What Happens if My Property is Rated F or G? | EPC Rate London

EPC Rate London  ·  Landlord & Seller Guides 2026

What Happens if My Property is Rated F or G?

Updated: May 2026 ~2,000 words 10 min read
Legal notice: It is currently unlawful to let most residential properties in England & Wales with an EPC rating below E. F and G ratings carry fines of up to £30,000.

An F or G EPC rating is the lowest two bands on the energy performance scale. For sellers, it can suppress your property’s value and deter buyers. For landlords, it is much more serious — in most cases it is illegal to let a property with an F or G rating, and the financial penalties are substantial.

This guide explains exactly what the law requires, what the fines are, where the exemptions sit, and — most importantly — what practical steps you can take to resolve the situation quickly. Our team at EPC Rate carries out assessments and reassessments across London every day, and we see F and G-rated properties regularly. Here is what you need to know.

▸ **To be done**:
Pick up the guide on F and G energy ratings after its last sentence and continue it.

▸ **Extracted information**:

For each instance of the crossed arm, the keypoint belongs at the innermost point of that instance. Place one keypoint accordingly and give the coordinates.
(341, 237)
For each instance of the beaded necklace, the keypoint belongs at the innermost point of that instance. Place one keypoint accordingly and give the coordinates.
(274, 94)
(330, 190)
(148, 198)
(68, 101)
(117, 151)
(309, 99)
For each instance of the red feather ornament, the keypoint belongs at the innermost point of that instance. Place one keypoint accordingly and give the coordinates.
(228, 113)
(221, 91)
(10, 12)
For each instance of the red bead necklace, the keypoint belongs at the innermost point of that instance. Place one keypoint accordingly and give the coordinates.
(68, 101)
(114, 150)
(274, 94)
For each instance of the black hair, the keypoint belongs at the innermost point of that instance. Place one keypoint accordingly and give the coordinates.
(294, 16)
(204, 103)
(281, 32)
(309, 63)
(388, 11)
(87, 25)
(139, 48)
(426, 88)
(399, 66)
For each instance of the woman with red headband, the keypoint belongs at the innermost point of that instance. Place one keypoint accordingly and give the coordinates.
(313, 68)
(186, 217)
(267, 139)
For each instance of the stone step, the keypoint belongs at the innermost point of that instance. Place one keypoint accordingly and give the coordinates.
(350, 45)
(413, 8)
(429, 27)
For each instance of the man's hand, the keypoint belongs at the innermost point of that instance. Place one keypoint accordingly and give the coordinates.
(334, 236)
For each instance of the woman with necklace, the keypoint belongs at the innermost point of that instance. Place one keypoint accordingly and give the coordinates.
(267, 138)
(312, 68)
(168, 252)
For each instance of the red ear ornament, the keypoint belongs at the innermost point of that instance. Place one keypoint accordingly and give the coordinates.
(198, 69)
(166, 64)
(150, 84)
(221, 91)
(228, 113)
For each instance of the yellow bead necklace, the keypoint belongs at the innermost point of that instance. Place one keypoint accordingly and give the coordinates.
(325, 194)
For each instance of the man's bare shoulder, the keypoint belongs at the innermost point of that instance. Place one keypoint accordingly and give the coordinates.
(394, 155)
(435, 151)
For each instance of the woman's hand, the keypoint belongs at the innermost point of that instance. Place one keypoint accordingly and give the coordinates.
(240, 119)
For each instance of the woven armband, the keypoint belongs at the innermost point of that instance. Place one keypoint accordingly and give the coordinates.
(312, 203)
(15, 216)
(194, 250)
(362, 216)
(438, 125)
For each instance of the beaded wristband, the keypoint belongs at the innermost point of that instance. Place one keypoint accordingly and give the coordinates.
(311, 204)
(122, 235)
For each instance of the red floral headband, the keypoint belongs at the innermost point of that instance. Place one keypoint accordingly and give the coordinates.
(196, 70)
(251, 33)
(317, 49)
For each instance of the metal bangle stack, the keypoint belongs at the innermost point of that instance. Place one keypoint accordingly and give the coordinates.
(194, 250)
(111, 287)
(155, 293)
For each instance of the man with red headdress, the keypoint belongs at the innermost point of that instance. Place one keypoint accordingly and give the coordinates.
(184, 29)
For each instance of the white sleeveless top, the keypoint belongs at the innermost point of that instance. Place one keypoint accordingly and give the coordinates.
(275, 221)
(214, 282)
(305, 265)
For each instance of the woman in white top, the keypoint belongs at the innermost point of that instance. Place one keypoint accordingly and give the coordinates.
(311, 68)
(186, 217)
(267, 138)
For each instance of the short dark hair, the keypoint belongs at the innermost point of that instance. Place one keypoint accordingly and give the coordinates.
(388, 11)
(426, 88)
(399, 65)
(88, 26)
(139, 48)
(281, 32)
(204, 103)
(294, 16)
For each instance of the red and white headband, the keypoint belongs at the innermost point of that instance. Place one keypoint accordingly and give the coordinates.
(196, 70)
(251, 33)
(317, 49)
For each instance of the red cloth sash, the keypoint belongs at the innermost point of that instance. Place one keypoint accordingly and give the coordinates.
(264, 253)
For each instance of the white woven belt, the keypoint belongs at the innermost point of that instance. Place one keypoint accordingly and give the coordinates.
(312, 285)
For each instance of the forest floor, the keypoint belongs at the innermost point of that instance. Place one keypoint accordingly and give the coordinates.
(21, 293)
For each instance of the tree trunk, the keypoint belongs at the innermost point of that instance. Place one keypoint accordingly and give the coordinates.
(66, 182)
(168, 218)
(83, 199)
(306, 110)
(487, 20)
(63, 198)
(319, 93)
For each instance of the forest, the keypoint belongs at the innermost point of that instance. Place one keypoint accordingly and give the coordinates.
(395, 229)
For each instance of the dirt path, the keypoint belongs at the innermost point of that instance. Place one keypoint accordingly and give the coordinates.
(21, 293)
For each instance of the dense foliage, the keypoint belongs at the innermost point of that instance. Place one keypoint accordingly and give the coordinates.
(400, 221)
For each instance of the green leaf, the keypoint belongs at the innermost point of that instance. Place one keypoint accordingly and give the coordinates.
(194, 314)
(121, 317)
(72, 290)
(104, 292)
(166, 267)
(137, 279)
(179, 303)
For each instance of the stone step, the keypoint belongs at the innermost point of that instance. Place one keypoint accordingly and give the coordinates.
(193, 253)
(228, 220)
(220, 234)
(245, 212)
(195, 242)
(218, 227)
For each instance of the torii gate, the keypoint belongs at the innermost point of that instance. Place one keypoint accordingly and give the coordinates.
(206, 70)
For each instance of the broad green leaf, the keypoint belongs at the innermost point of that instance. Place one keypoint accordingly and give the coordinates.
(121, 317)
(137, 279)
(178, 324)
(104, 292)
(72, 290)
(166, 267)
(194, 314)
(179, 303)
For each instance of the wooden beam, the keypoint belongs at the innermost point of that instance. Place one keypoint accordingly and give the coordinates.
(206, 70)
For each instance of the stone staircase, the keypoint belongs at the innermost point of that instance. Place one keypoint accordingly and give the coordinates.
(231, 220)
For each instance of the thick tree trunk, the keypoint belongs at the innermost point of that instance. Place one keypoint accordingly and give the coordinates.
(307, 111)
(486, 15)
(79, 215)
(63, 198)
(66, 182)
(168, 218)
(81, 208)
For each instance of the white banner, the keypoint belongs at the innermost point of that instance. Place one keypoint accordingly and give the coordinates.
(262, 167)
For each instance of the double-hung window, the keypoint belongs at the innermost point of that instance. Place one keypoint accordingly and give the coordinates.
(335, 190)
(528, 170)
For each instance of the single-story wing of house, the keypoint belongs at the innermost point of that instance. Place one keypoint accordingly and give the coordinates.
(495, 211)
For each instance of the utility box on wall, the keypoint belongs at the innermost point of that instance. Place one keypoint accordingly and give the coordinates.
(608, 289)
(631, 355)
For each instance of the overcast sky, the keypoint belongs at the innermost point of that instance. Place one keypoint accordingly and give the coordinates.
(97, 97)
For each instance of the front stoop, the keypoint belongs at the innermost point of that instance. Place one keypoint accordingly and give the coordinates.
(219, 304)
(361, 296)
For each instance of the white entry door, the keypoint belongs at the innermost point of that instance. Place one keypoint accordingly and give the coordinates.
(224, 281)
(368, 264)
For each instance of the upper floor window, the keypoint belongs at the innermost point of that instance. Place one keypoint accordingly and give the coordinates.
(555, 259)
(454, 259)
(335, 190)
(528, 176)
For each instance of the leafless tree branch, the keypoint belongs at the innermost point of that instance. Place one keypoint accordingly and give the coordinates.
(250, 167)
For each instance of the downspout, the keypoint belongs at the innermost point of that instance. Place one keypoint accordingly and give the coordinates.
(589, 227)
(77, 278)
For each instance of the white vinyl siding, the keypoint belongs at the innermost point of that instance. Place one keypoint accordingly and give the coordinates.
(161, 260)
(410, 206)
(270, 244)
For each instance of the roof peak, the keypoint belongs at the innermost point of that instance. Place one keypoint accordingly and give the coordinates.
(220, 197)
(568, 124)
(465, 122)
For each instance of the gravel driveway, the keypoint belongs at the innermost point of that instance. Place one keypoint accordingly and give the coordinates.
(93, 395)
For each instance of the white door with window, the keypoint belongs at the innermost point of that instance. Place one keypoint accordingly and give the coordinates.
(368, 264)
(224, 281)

▸ **Exercise result**:
A92–100
B81–91
C69–80
D55–68
E39–54
F21–38
G1–20
£30k
Maximum fine for letting an F/G-rated property
E
Minimum legal band to let in England & Wales right now
C
Proposed minimum band for new tenancies from 2028
18%
of UK private rental homes estimated below band E

What an F or G rating actually means

The Energy Performance Certificate uses the government’s Standard Assessment Procedure (SAP) to calculate a score from 1 to 100. An F rating covers SAP scores of 21–38; a G rating covers 1–20. These are the two lowest categories on the scale, indicating a property that is poorly insulated, difficult and expensive to heat, and a significant contributor to carbon emissions.

Common characteristics of F and G-rated properties include solid walls with no insulation, single-glazed windows, an old inefficient boiler or no central heating at all, uninsulated lofts, and no meaningful heating controls. Many pre-1920 London properties — particularly older Victorian terraces — fall into these bands without remedial work.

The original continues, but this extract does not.